### Written instruction
Report each line of the material that contains the word "perched" by copying the whole line. Matches are case-sensitive.

·····

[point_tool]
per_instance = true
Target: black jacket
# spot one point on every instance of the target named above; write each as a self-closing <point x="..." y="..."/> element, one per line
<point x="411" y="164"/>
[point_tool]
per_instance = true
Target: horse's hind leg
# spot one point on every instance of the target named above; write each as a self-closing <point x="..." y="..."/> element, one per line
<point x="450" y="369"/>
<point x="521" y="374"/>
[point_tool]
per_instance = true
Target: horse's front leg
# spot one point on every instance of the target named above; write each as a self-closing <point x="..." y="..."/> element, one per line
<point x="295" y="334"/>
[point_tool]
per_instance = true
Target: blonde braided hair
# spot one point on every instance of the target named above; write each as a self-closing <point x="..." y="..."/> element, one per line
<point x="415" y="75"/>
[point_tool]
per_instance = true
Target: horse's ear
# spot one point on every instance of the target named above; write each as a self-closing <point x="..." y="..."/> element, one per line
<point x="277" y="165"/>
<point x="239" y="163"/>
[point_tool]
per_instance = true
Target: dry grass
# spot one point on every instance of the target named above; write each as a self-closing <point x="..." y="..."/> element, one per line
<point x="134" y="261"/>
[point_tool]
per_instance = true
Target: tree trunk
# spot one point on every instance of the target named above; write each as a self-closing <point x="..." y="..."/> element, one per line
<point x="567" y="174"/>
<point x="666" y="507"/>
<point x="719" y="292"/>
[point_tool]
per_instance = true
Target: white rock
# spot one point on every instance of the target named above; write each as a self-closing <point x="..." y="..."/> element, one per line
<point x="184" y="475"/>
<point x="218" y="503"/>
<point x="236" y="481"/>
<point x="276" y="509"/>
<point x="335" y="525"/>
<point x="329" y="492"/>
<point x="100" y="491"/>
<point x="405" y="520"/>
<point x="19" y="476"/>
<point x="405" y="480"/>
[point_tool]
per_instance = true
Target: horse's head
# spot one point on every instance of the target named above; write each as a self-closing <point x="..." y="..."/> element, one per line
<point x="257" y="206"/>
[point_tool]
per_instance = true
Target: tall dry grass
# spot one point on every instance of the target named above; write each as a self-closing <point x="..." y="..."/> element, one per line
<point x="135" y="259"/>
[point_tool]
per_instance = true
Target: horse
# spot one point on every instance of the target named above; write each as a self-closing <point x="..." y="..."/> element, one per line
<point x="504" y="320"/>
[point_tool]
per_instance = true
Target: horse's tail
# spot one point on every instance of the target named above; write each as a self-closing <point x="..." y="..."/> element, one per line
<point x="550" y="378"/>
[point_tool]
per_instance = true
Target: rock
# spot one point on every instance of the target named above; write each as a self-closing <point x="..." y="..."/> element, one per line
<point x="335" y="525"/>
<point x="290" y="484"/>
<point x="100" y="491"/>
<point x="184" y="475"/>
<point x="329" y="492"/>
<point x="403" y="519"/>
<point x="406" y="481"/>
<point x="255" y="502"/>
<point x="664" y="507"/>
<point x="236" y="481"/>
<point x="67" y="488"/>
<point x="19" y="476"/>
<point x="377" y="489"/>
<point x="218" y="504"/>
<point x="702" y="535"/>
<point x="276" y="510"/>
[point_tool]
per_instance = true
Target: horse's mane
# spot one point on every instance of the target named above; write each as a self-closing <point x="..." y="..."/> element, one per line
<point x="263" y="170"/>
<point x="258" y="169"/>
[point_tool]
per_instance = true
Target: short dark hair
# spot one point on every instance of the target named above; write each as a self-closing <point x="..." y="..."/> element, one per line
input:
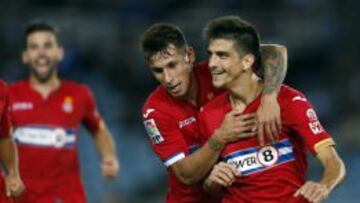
<point x="40" y="26"/>
<point x="241" y="32"/>
<point x="159" y="36"/>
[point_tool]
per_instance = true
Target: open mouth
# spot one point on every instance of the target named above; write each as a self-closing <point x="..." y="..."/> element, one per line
<point x="173" y="88"/>
<point x="217" y="72"/>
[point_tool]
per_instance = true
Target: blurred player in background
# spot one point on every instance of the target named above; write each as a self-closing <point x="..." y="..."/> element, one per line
<point x="10" y="182"/>
<point x="275" y="172"/>
<point x="170" y="113"/>
<point x="47" y="112"/>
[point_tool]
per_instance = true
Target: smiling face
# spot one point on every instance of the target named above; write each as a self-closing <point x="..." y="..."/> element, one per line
<point x="173" y="70"/>
<point x="42" y="54"/>
<point x="226" y="63"/>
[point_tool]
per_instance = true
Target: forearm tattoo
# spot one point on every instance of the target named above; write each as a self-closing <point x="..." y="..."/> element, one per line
<point x="275" y="66"/>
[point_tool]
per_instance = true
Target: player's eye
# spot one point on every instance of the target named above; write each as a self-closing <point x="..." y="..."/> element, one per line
<point x="156" y="70"/>
<point x="172" y="65"/>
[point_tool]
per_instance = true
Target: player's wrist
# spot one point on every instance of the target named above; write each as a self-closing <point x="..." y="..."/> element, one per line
<point x="269" y="96"/>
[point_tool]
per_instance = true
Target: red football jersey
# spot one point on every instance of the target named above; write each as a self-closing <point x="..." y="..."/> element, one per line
<point x="272" y="173"/>
<point x="46" y="132"/>
<point x="5" y="125"/>
<point x="5" y="128"/>
<point x="171" y="126"/>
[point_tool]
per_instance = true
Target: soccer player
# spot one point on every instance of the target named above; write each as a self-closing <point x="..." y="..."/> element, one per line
<point x="46" y="112"/>
<point x="10" y="183"/>
<point x="275" y="172"/>
<point x="170" y="113"/>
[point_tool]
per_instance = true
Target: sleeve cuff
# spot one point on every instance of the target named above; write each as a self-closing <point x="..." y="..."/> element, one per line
<point x="173" y="159"/>
<point x="323" y="144"/>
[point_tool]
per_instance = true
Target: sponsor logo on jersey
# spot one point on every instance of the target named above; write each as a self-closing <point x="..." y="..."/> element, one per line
<point x="68" y="104"/>
<point x="299" y="98"/>
<point x="153" y="132"/>
<point x="314" y="123"/>
<point x="22" y="106"/>
<point x="148" y="112"/>
<point x="256" y="159"/>
<point x="187" y="121"/>
<point x="44" y="136"/>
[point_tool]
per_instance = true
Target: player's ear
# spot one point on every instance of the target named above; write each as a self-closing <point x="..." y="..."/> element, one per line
<point x="190" y="55"/>
<point x="61" y="53"/>
<point x="247" y="61"/>
<point x="24" y="57"/>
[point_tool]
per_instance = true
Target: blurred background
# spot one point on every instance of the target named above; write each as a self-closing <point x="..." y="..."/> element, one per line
<point x="101" y="40"/>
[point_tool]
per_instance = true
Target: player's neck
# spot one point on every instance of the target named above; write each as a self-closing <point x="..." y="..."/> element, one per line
<point x="191" y="97"/>
<point x="45" y="87"/>
<point x="245" y="89"/>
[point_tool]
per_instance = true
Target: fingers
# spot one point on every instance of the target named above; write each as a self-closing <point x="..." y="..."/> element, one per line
<point x="313" y="192"/>
<point x="224" y="174"/>
<point x="261" y="134"/>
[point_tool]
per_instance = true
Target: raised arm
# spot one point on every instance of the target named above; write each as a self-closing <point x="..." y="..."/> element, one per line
<point x="274" y="62"/>
<point x="334" y="173"/>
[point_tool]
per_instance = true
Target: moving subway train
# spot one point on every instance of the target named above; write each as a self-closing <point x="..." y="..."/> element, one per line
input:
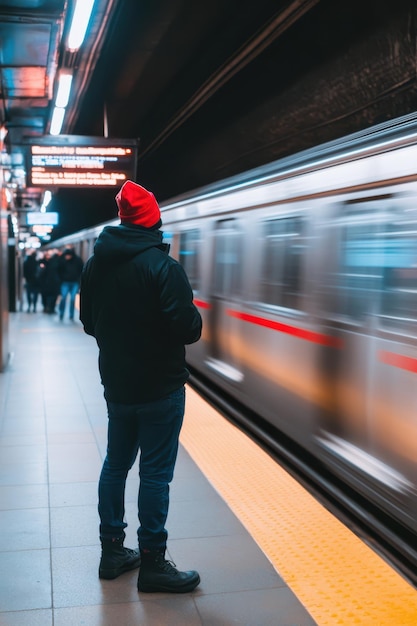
<point x="305" y="272"/>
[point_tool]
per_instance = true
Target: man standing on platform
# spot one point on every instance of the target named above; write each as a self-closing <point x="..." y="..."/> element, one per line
<point x="138" y="304"/>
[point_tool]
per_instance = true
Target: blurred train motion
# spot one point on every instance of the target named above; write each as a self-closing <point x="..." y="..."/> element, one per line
<point x="305" y="272"/>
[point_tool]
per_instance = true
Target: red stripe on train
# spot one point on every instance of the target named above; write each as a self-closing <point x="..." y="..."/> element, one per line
<point x="301" y="333"/>
<point x="398" y="360"/>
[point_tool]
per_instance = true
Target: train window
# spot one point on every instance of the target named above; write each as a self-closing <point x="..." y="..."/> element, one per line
<point x="399" y="295"/>
<point x="359" y="278"/>
<point x="189" y="256"/>
<point x="227" y="259"/>
<point x="378" y="274"/>
<point x="280" y="281"/>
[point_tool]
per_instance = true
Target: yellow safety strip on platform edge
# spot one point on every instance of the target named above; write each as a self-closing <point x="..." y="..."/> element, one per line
<point x="337" y="577"/>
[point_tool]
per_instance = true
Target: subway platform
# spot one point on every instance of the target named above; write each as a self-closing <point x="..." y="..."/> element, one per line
<point x="268" y="554"/>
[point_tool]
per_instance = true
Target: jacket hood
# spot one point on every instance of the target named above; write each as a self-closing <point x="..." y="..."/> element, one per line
<point x="119" y="244"/>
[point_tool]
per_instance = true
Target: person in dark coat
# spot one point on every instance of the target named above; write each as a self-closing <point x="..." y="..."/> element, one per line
<point x="49" y="280"/>
<point x="69" y="269"/>
<point x="137" y="302"/>
<point x="31" y="273"/>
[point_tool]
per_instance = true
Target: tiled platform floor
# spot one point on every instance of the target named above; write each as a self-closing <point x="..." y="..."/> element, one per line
<point x="52" y="442"/>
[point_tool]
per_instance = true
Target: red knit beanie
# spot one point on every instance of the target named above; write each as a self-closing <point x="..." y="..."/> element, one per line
<point x="137" y="205"/>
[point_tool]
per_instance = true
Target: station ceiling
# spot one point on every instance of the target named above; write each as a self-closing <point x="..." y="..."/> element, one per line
<point x="210" y="89"/>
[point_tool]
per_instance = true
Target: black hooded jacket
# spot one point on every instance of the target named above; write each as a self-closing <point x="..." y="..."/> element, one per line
<point x="138" y="304"/>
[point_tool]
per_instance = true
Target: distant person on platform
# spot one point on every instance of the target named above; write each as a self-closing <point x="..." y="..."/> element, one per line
<point x="70" y="268"/>
<point x="138" y="304"/>
<point x="31" y="274"/>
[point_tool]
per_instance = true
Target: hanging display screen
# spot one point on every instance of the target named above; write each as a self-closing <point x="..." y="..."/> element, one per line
<point x="78" y="161"/>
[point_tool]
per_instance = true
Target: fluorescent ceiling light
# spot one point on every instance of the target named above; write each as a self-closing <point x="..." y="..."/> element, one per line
<point x="64" y="88"/>
<point x="57" y="121"/>
<point x="79" y="23"/>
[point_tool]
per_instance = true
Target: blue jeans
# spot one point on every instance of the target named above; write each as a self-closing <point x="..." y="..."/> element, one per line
<point x="153" y="428"/>
<point x="72" y="290"/>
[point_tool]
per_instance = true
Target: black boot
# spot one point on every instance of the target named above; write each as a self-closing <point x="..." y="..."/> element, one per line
<point x="158" y="574"/>
<point x="116" y="559"/>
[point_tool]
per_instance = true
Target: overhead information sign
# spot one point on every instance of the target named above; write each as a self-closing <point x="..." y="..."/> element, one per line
<point x="78" y="161"/>
<point x="37" y="218"/>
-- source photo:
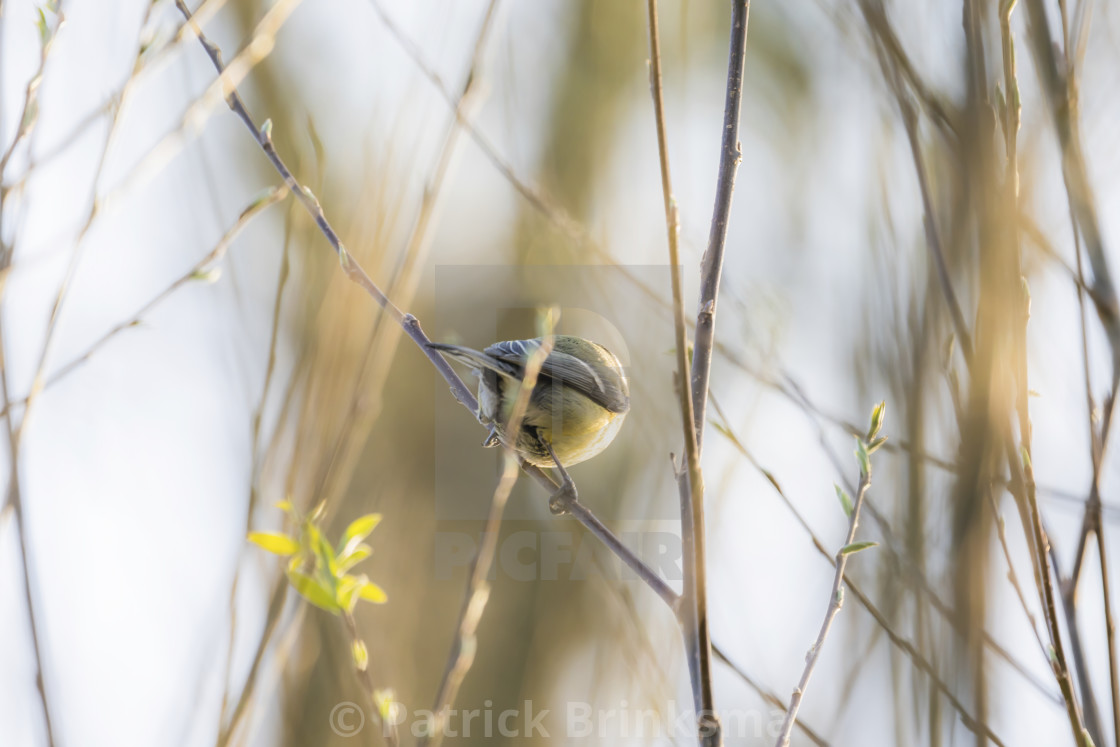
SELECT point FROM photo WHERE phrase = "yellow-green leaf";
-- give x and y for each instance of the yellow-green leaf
(314, 591)
(373, 593)
(360, 529)
(348, 589)
(280, 544)
(347, 560)
(361, 654)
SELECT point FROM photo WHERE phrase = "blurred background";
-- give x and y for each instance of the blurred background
(180, 352)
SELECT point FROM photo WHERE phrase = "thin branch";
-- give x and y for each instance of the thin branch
(197, 272)
(362, 670)
(254, 450)
(712, 264)
(694, 613)
(836, 600)
(766, 694)
(474, 603)
(409, 323)
(942, 607)
(883, 35)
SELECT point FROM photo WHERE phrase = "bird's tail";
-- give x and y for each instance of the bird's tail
(467, 356)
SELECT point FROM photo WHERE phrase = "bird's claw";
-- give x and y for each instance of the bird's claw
(561, 501)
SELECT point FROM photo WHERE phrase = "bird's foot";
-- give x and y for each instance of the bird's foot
(561, 502)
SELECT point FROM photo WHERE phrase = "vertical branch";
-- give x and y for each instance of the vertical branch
(836, 600)
(360, 657)
(711, 267)
(693, 614)
(463, 649)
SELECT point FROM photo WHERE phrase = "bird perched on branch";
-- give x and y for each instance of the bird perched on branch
(575, 411)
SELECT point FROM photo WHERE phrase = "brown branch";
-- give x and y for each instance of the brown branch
(711, 267)
(836, 600)
(693, 614)
(463, 649)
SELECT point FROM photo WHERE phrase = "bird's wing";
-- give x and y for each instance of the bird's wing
(481, 361)
(604, 389)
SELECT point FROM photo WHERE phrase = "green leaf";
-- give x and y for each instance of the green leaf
(314, 591)
(856, 547)
(348, 589)
(325, 556)
(845, 501)
(361, 654)
(347, 560)
(877, 416)
(40, 22)
(360, 529)
(385, 700)
(280, 544)
(373, 593)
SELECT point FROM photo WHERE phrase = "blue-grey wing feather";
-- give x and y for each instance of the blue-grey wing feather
(606, 390)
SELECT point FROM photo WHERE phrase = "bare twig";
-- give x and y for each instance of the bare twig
(920, 662)
(463, 649)
(409, 323)
(693, 614)
(712, 265)
(362, 670)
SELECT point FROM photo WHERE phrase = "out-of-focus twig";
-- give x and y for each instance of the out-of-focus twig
(1060, 84)
(409, 323)
(463, 649)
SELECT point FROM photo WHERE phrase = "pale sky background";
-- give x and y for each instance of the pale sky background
(134, 467)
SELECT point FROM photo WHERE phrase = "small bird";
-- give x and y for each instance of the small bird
(575, 411)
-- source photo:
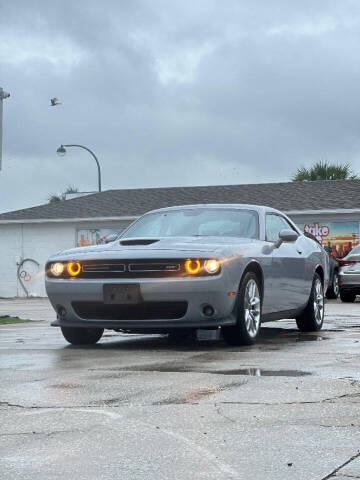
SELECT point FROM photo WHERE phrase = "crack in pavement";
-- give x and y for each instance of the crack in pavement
(334, 472)
(164, 403)
(48, 434)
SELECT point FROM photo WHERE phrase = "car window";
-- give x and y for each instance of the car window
(198, 221)
(274, 224)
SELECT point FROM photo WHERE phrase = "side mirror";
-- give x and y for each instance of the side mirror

·····

### Response to this exercise
SELECT point FROM photo WHERE phrase = "bird perched on branch";
-- give x and y for each instance of the bird perched on branch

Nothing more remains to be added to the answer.